Directions - Below are the items. Write out, character for character, every line from the one containing "Reviewer note: confirm that every instance of the bird's wing" down to the one containing "<point>1198,43</point>", including both of those lines.

Supplied entries -
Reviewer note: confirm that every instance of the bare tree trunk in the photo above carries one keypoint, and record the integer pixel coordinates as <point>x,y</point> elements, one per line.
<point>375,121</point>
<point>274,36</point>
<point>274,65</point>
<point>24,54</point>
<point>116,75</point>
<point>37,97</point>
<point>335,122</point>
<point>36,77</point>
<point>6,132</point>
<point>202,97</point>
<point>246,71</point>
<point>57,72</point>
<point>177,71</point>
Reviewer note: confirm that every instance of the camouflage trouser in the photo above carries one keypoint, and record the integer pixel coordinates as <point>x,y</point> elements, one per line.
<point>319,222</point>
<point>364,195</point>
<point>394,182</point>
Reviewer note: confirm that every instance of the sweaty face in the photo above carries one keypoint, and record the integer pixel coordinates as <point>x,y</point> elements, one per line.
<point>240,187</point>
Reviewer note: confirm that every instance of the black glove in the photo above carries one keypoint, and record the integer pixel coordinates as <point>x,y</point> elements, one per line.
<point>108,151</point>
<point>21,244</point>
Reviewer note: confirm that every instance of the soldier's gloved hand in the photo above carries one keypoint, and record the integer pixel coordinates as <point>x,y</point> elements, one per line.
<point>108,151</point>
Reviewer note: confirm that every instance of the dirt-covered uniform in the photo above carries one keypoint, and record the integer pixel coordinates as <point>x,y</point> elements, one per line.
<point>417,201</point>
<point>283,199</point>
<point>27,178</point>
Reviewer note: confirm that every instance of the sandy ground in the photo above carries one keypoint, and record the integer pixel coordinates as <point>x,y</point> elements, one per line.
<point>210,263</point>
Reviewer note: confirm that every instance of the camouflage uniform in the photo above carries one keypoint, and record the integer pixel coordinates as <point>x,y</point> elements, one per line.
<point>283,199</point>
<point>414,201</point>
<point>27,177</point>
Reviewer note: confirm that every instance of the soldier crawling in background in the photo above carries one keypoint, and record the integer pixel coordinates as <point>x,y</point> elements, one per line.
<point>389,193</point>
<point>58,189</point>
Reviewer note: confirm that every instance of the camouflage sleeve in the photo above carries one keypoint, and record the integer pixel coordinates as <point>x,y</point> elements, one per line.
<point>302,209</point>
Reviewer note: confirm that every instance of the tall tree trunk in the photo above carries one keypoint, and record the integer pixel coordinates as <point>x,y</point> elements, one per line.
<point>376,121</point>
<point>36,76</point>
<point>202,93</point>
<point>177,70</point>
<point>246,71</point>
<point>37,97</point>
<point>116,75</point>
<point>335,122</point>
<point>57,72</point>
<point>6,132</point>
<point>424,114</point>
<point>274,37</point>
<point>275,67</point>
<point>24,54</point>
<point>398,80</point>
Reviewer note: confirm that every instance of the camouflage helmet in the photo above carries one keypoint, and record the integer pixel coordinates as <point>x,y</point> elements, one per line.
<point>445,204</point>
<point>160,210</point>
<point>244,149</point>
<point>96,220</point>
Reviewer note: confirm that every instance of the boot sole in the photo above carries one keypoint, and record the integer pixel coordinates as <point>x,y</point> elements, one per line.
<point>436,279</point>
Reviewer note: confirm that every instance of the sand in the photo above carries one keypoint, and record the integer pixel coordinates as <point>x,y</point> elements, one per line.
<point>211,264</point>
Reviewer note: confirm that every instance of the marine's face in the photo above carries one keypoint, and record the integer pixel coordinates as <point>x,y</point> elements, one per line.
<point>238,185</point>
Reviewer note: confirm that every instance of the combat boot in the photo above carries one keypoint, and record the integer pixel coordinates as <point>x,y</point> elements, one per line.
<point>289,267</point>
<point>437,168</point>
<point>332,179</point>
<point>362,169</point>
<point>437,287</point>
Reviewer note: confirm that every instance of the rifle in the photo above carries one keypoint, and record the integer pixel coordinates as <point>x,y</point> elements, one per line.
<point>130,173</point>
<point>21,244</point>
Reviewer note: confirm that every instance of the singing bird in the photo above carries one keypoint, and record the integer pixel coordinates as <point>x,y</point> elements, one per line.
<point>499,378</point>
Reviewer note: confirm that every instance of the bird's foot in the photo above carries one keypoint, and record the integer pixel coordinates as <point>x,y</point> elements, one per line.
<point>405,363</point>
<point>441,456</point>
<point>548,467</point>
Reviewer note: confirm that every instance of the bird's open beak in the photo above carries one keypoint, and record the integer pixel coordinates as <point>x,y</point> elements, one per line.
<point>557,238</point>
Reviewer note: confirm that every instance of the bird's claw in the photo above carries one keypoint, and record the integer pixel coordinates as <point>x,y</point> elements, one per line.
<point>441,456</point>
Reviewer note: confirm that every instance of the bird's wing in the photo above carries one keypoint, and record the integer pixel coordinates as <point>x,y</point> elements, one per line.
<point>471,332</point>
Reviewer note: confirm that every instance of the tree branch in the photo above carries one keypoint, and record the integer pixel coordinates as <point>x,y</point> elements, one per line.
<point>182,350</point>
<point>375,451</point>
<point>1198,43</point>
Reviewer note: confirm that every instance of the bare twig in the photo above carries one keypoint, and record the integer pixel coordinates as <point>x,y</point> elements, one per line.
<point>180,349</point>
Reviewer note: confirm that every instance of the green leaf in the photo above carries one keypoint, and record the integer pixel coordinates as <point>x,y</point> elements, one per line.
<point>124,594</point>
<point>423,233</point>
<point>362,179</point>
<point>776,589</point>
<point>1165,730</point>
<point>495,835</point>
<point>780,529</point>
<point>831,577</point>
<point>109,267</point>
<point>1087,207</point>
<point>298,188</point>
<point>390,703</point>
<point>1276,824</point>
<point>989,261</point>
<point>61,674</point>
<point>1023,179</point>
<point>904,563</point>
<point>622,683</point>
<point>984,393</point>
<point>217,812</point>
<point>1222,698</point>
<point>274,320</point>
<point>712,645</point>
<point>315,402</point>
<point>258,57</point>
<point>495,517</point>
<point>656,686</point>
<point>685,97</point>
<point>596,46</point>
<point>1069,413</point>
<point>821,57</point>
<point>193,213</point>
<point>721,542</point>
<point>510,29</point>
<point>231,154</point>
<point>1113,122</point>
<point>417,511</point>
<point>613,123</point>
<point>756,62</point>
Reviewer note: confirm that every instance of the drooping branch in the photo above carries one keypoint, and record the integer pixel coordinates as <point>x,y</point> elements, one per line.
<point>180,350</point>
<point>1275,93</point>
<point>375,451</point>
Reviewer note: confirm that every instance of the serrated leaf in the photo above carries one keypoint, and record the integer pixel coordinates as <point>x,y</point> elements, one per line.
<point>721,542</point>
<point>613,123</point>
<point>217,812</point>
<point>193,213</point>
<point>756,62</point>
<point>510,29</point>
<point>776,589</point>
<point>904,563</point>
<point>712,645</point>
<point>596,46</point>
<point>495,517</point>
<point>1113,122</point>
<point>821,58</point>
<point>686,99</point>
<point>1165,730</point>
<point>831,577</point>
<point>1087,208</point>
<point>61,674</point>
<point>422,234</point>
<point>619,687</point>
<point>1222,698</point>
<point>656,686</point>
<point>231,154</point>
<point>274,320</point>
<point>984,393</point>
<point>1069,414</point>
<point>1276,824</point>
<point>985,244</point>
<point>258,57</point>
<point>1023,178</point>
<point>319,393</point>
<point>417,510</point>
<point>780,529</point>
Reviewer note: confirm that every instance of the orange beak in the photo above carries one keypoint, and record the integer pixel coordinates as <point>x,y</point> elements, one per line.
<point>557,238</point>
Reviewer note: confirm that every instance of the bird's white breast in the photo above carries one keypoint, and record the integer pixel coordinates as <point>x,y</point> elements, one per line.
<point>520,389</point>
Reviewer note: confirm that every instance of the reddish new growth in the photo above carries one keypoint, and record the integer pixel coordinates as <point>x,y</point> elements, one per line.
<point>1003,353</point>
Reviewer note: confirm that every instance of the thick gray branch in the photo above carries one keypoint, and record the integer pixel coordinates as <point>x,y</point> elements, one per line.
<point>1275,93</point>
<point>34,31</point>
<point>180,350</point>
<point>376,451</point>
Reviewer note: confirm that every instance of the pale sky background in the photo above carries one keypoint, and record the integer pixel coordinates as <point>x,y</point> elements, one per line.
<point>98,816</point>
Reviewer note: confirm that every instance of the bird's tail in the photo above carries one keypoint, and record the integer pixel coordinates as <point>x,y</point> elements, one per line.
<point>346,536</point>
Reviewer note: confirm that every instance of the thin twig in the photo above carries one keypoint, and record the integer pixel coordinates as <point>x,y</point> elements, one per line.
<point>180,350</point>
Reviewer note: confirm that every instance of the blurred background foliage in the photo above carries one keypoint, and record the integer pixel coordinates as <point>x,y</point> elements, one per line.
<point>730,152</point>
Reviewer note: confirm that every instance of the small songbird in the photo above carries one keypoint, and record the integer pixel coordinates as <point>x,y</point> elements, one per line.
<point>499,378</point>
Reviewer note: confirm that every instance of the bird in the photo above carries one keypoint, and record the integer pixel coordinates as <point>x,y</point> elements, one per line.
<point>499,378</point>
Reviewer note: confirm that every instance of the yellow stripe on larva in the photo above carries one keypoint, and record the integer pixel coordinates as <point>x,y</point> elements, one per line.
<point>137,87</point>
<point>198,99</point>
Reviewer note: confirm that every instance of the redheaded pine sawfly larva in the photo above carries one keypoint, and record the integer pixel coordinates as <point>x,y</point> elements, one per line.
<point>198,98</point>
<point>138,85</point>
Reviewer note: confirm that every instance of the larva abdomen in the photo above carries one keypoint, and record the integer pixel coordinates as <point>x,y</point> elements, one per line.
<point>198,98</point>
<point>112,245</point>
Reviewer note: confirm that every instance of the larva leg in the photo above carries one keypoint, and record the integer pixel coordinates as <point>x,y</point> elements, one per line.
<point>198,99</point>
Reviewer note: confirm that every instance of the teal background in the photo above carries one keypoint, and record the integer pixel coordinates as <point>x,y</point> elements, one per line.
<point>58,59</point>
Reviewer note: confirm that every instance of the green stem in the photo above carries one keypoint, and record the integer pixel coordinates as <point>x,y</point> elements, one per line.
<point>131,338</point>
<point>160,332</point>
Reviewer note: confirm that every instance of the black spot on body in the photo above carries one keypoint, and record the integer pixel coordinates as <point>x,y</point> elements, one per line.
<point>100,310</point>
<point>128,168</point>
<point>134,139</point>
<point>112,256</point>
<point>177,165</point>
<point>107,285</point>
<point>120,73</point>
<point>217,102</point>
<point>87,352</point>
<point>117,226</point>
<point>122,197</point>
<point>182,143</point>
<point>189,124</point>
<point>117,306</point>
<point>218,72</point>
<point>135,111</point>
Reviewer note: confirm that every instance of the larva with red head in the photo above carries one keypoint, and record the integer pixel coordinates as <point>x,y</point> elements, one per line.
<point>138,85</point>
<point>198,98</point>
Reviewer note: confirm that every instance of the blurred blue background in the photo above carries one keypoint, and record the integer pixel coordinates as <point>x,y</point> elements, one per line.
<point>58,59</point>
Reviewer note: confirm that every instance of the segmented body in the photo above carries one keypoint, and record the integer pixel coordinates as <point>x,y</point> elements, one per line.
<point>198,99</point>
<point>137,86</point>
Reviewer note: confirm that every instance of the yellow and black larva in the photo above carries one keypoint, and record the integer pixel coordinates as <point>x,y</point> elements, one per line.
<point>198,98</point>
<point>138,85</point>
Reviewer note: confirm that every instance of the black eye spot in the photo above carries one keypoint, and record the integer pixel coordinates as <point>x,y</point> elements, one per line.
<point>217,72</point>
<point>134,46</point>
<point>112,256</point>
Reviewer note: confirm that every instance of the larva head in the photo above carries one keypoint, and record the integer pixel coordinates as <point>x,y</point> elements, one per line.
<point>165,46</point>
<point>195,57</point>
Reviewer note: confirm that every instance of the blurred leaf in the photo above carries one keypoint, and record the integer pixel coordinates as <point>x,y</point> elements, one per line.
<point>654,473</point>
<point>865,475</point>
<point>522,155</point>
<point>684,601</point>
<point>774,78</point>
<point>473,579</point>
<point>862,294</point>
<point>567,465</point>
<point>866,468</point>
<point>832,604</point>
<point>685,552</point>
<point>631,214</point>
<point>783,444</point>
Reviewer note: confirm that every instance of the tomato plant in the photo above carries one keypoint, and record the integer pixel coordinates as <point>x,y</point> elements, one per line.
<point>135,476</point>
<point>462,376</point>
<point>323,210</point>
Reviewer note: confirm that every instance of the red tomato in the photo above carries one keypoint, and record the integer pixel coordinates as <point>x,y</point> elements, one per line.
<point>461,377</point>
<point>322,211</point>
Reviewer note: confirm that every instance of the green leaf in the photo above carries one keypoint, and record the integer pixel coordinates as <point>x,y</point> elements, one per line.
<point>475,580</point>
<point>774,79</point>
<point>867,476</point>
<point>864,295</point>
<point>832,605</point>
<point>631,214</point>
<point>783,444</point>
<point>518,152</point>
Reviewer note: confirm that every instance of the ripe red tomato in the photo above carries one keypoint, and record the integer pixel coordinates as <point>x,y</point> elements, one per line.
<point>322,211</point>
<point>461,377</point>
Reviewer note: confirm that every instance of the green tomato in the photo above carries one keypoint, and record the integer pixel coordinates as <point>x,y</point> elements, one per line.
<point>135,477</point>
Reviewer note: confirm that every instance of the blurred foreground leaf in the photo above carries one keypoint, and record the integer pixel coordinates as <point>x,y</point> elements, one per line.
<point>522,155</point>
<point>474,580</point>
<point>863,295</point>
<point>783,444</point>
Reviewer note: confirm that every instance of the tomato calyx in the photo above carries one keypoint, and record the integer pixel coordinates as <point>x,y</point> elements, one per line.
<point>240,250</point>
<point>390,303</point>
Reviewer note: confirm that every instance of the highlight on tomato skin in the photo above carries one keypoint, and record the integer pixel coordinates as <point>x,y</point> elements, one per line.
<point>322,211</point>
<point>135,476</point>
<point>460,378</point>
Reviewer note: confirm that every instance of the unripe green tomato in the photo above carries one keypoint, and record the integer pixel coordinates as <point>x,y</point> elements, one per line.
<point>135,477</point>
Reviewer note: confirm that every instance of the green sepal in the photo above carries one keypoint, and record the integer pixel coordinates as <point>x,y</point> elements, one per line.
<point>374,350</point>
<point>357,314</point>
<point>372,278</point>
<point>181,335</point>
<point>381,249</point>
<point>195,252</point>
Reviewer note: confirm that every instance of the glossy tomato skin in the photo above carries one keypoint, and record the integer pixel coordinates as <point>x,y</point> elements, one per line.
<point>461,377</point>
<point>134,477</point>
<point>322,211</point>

Expected answer -
Reviewer note: confirm that every instance of the bird's wing in the photo above carries one keypoint, and record the integer pixel coordinates as <point>x,y</point> elements, one per line.
<point>471,332</point>
Reviewer note: confirm that every instance of the tree branch in the photo above carries one keypoint, and record the integer pixel coordinates as <point>x,y</point> elements, one per line.
<point>182,350</point>
<point>375,451</point>
<point>1198,43</point>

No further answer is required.